*Consignes:*
1. D'après l'extrait sur les larmes, lors de quel événement les larmes de la personne qui écrit se sont-elles révélées à elle pour la première fois ?
2. Recopiez fidèlement le passage de l'extrait sur les larmes situé entre « Je sais que mes » et « J'en manque toujours... », bornes incluses.

*Extrait du texte:*
·····
Hier, en lisant Cassandra, je me suis mis à pleurer. En lui écrivant un petit mot, je ne parvenais même plus à voir ce que j'écrivais derrière toute cette eau salée qui me piquait les yeux. Je n'étais pas obligé de mettre ce genre de choses dans mon texte, ça n'apporte rien. Sauf que ça signifie le degré d'émotion dans lequel je me trouve parfois.

Traditionnellement, culturellement, les hommes ont longtemps caché leurs larmes, perçues comme un signe de faiblesse, de sensiblerie, donc de féminité déplacée (ben tiens!!). Mes larmes se sont révélées à moi lors de l'enterrement d'un père de famille d'une trentaine d'années, un proche décédé accidentellement. Ce jour là (il y a une dizaine d'années), je me suis vu fondre, me liquéfier, sanglotant sans plus pouvoir me retenir. Je ne connaissais pas ça. Je ne pleurais pas le défunt, mais le bonheur perdu de sa femme, ses enfants, ses parents.
Il y avait autour de moi beaucoup de monde, ma famille. J'ai tenté de rester discret et relativement silencieux, mais je ne pouvais pas faire grand chose. J'ai admis, en même temps que je découvrais cette émotivité, que je ne pouvais pas la cacher. Je devais en accepter les manifestations. Tout ce que je peux faire, c'est me mettre à l'écart, me cacher un peu, mais pas me retenir.

Maintenant je l'écris. Parce que ça fait partie de moi. Je n'en ai pas honte. Je sais que mon émotivité est aussi sensibilité, donc source de joies. Il m'arrive aussi de pleurer de bonheur, et ça c'est quelque chose de très doux. Ce n'est pas rare, depuis que je vis cette si belle complicité.

Je sais que mes larmes sont toujours liées au bonheur. A sa présence ou à sa perte. Je pense qu'il n'y a pas de capacité au bonheur sans sensibilité émotive.




Trouver un nouvel équilibre


Lundi 12 mai


Donnez-moi du temps! Du temps, encore du temps. Du temps pour penser, du temps pour écrire. Du temps avec Charlotte, du temps avec ma complice. J'en manque toujours...

Nous avons eu un longue discussion avec Charlotte, après que je lui ai demandé de me préciser quelles étaient les noires pensées qu'elle m'avait dit avoire eues lors de notre dernière... euh... incommunication. Je me doutais bien de quoi il s'agissait et, effectivement, elle s'était dit que nous ne nous aimions plus et qu'on ne pouvait plus vivre ensemble. Je le sentais parce que j'ai pensé la même chose. Mais c'était à un moment de blocage. Depuis nous avons renoué le contact et nos dialogues sont constructifs.
·····
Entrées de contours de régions
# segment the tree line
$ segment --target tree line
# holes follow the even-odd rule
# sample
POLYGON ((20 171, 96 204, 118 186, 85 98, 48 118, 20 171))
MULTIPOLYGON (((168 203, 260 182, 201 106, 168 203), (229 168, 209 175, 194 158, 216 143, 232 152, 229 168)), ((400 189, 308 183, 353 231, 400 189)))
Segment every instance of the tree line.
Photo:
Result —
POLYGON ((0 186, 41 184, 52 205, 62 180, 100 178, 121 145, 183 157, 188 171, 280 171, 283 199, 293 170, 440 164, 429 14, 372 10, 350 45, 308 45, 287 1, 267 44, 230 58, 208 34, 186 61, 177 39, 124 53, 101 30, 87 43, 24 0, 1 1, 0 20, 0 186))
·····
*Réponses:*
1. Lors de l'enterrement d'un père de famille d'une trentaine d'années, un proche décédé accidentellement.

2.
Je sais que mes larmes sont toujours liées au bonheur. A sa présence ou à sa perte. Je pense qu'il n'y a pas de capacité au bonheur sans sensibilité émotive.




Trouver un nouvel équilibre


Lundi 12 mai


Donnez-moi du temps! Du temps, encore du temps. Du temps pour penser, du temps pour écrire. Du temps avec Charlotte, du temps avec ma complice. J'en manque toujours...